** Aanwijzingen **
Neem alsjeblieft uit het stuk over de Nederlandse strip het deel over dat begint bij "Vorige week donderdag" en doorloopt tot en met "verschraling wel meevalt.", en hernoem daarin "verschraling" tot "achteruitgang".

** Gegeven tekst **
┄┄┄┄┄┄
Vorige week donderdag verscheen in NRC een artikel van Ron Rijghard over
‘de verschraling van de Nederlandse strip’.Als artistiek directeur van
Stripdagen Haarlem en hoofdredacteur van het striptijdschrift Zone 5300 kan ik stellen dat het met die
verschraling wel meevalt.
Er worden hele mooie stripboeken gemaakt in ons
landje, en veel daarvan zijn ook over de grenzen succesvol. Niet alleen de kunstenaarsbiografieën
van Barbara Stok, Typex en Marcel Ruijters, waaraan Stripdagen Haarlem één van zijn
twee hoofdtentoonstellingen wijdt, maar ook de strips van Aimée de Jongh, Erik
Kriek, Joost Swarte, Guido van Driel, Eric Heuvel, Hans van Oudenaarden, Peter
van Dongen, Lamelos, Erik de Graaf, Teun Berserik, Peter de Wit, Jan Cleijne,
Milan Hulsing, Mark Retera en Hanco Kolk worden in het buitenland hoog
gewaardeerd. Uit dat succes vloeien voor die auteurs weer internationale
opdrachten voort.
┄┄┄┄┄┄
** Aangeleverde gegevens **
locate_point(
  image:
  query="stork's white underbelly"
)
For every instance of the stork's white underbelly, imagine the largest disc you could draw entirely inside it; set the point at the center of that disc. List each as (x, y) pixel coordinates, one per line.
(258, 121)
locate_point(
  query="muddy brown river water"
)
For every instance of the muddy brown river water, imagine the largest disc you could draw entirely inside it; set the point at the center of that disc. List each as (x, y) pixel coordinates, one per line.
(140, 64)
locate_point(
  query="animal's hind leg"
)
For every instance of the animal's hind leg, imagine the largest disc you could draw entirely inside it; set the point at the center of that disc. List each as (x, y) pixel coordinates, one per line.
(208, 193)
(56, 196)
┄┄┄┄┄┄
** Uitgewerkt antwoord **
Vorige week donderdag verscheen in NRC een artikel van Ron Rijghard over
‘de achteruitgang van de Nederlandse strip’.Als artistiek directeur van
Stripdagen Haarlem en hoofdredacteur van het striptijdschrift Zone 5300 kan ik stellen dat het met die
achteruitgang wel meevalt.